— Task inputs —
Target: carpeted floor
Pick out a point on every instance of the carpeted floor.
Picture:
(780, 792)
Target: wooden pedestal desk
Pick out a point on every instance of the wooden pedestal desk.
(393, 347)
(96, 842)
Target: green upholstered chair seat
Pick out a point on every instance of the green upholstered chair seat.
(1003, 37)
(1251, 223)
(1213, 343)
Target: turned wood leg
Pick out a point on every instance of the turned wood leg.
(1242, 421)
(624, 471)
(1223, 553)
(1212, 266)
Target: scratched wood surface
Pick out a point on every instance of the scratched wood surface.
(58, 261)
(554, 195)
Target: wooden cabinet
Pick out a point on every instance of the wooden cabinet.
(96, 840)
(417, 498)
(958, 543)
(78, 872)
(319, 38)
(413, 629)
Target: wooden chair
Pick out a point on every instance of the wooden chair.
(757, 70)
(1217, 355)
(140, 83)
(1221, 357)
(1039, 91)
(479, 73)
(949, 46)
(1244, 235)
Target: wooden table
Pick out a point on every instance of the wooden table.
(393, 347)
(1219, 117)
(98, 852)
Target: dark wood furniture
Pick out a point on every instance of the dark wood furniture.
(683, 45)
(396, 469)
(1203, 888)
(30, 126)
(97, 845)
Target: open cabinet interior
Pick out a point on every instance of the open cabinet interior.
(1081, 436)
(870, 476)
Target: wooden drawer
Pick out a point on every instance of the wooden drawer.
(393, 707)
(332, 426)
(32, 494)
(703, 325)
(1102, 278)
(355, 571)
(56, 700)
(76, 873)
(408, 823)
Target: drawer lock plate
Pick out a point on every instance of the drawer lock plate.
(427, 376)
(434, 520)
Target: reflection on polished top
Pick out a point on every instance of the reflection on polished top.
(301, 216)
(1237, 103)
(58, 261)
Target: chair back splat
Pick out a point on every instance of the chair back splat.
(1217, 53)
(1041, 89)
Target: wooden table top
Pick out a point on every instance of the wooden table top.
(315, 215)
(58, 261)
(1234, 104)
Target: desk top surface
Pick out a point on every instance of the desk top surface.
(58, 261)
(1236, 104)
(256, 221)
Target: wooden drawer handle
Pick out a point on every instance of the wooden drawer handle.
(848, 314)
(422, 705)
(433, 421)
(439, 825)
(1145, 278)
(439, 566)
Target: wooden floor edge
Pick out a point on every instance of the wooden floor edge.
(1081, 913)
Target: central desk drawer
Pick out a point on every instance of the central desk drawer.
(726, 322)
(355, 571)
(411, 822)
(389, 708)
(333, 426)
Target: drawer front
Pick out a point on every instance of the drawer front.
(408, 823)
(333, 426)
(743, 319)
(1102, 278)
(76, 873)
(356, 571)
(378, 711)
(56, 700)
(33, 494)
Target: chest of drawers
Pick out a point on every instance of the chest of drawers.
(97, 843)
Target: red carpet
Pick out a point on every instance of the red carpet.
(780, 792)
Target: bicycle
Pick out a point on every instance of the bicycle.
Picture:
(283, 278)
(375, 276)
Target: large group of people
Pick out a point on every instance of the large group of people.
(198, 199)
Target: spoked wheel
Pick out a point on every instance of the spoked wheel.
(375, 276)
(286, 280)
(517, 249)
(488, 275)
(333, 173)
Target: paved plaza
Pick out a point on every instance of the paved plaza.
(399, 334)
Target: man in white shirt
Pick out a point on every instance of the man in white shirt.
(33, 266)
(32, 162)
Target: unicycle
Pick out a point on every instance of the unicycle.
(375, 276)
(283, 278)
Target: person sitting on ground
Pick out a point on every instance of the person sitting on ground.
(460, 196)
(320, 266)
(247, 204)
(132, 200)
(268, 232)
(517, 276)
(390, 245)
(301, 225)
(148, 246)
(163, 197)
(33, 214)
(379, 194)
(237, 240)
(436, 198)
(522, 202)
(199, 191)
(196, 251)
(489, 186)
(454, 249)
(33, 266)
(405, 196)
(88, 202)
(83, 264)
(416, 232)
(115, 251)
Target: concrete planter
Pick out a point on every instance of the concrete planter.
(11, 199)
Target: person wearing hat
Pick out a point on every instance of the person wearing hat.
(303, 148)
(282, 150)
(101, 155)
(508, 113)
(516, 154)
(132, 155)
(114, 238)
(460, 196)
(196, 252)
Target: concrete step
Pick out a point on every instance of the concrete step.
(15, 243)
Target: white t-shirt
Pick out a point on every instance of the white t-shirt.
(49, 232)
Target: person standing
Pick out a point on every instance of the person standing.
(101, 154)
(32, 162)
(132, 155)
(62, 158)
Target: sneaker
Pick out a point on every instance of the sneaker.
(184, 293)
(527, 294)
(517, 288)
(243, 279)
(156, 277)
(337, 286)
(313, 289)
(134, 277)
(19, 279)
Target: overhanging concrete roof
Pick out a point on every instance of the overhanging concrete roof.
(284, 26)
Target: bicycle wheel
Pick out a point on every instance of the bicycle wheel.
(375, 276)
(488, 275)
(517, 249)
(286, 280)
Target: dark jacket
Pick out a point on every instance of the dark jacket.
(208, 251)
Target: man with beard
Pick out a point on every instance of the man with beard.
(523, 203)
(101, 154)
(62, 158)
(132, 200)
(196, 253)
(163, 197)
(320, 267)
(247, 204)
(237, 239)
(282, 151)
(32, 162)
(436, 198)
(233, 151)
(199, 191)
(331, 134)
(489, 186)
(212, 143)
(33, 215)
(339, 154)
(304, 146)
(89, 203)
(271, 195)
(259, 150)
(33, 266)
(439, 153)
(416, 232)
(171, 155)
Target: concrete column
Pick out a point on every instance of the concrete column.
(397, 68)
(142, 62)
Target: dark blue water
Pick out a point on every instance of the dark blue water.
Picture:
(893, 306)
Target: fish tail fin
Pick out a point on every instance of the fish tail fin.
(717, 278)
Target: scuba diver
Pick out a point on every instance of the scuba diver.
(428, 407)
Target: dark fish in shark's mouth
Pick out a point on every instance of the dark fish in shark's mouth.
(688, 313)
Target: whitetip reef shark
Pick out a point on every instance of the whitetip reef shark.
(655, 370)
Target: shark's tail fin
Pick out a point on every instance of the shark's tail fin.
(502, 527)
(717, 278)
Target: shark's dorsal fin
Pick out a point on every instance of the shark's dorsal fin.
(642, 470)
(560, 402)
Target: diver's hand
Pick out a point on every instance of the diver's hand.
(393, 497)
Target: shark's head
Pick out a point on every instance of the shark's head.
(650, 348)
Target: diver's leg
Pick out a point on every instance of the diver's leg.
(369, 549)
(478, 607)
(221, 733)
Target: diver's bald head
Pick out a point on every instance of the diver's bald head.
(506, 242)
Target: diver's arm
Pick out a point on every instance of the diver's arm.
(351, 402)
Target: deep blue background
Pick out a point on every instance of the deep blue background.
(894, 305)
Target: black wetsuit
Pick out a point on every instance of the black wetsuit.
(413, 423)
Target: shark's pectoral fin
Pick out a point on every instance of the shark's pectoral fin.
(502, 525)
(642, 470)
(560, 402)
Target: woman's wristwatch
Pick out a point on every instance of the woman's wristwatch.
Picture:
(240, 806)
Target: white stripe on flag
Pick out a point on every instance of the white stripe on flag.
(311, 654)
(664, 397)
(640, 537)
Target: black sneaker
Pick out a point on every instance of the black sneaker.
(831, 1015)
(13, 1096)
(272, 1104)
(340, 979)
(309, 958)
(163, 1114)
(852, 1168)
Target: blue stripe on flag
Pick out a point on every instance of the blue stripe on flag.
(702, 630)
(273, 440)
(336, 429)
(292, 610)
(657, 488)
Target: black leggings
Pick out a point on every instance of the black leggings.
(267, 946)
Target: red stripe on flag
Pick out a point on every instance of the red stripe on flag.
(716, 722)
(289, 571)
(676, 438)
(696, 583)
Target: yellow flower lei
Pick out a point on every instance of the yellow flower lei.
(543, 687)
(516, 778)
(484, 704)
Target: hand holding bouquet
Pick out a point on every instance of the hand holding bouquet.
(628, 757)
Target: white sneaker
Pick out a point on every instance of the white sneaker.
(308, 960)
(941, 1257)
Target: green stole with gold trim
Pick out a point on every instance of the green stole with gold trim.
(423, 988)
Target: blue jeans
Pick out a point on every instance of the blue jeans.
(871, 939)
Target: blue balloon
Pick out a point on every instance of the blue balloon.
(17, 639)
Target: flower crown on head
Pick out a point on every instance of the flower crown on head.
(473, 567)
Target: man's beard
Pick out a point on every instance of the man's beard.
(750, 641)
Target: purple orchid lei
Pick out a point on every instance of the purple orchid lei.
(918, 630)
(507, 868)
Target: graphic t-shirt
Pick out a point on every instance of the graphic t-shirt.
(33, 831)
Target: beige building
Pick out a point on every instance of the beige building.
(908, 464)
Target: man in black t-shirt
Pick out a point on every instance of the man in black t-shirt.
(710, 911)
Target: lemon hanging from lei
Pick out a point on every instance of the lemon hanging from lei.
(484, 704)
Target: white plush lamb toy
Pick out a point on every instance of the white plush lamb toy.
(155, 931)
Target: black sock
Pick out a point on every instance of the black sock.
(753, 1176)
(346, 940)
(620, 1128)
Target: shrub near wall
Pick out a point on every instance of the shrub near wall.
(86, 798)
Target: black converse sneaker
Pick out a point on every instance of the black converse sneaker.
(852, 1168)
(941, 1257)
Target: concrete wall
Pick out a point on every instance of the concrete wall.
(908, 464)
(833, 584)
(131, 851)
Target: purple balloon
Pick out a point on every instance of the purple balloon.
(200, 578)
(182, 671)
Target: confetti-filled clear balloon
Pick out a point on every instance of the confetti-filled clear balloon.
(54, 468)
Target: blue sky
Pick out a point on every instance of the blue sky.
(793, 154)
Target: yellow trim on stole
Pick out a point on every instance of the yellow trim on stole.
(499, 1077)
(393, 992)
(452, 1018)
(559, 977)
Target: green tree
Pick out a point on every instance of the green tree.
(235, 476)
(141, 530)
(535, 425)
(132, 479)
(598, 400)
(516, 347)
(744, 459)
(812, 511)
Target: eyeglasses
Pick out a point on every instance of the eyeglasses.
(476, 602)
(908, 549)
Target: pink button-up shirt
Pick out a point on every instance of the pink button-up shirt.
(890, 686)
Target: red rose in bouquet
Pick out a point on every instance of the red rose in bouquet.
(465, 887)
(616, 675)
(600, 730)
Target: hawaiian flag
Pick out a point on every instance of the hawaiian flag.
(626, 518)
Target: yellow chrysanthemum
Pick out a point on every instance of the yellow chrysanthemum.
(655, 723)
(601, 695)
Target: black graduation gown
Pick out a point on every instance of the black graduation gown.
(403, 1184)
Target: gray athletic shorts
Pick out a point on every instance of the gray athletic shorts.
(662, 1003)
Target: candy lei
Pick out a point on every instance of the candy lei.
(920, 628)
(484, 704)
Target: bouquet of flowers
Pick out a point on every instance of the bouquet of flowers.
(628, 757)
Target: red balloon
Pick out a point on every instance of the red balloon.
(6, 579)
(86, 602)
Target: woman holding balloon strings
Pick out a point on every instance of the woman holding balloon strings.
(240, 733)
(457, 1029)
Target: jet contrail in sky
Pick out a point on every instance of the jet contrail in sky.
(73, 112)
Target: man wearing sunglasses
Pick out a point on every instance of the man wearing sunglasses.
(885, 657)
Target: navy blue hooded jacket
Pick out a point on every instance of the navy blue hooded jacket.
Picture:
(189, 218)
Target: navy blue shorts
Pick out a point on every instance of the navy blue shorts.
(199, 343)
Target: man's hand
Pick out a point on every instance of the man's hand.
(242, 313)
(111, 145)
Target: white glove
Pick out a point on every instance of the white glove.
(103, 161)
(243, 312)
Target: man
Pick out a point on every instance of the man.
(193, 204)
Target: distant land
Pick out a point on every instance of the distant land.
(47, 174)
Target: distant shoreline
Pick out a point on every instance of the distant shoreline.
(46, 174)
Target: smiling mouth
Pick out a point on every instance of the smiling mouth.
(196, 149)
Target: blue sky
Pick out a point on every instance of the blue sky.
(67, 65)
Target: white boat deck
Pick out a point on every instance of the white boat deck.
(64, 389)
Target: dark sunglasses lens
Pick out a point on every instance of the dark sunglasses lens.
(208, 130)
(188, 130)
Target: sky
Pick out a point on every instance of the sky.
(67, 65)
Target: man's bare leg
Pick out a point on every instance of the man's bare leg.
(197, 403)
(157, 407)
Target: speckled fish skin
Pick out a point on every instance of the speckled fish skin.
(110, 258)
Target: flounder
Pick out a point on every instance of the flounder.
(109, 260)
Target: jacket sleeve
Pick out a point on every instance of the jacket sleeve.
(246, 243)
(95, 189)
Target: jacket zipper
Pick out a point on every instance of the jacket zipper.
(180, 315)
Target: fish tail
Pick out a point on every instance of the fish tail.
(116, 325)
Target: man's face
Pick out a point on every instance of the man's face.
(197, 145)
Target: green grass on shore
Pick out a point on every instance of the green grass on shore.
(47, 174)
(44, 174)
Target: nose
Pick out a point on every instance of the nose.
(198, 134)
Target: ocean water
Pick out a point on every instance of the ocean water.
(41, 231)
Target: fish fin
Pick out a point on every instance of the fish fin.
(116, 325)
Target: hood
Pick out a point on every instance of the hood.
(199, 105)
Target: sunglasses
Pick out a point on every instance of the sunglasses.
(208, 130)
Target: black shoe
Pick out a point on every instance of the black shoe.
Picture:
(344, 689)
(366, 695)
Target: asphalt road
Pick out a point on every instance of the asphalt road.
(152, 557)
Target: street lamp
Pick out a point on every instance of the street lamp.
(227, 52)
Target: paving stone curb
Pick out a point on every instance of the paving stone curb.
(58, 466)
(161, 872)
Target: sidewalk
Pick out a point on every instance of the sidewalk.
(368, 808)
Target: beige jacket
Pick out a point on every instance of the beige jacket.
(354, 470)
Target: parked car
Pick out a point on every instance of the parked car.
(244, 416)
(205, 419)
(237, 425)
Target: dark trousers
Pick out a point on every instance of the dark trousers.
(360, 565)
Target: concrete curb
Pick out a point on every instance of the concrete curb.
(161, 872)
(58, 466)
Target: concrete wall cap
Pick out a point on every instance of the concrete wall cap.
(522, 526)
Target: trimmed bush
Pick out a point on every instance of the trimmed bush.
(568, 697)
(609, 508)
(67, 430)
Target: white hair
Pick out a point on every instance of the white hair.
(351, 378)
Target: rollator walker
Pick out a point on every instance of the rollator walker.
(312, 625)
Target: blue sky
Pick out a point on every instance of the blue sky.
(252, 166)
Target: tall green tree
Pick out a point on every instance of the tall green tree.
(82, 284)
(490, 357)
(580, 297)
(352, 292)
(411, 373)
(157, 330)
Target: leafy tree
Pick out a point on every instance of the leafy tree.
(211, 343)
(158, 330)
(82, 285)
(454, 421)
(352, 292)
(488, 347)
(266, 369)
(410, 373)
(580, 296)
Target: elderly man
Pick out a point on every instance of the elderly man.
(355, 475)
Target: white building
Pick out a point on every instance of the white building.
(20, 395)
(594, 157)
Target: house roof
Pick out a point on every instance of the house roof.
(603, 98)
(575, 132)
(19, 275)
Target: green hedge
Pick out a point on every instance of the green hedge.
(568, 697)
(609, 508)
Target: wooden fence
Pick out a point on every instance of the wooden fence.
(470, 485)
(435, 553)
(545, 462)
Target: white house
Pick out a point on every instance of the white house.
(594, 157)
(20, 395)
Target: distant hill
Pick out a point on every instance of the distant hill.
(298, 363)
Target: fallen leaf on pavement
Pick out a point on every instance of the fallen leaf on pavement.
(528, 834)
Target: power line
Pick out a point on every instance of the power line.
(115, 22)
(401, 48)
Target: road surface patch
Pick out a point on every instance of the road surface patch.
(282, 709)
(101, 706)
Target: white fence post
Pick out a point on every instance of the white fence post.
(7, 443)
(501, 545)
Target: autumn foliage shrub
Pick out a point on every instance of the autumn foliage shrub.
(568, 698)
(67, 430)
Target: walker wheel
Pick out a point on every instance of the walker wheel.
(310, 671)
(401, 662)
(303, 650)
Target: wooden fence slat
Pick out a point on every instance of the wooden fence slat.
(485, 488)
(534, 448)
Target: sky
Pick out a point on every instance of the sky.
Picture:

— Task description —
Set down only these lines, exactly: the line containing "Target: distant hill" and each line after it, through the end of the listing.

— Solution to the exercise —
Target: distant hill
Pick out a point on every instance of the distant hill.
(298, 363)
Target: fallen leaf on pavement
Pick out a point on every instance of the fallen leaf on pavement.
(528, 834)
Target: power line
Pick out a point on every instance of the power line.
(115, 22)
(401, 48)
Target: road surface patch
Pick out a point on every instance of the road surface patch.
(282, 709)
(101, 706)
Target: white fence post
Pick out a point on every instance of the white fence post.
(7, 443)
(501, 545)
Target: autumn foliage shrub
Pick out a point on every instance of the autumn foliage shrub.
(568, 698)
(67, 430)
Target: walker wheel
Pick out a point on every instance of the walker wheel.
(310, 671)
(401, 662)
(303, 650)
Target: wooden fence slat
Pick out a point on every instance of the wooden fence slat.
(485, 488)
(534, 448)
Target: sky
Pick out a point on every instance of the sky.
Picture:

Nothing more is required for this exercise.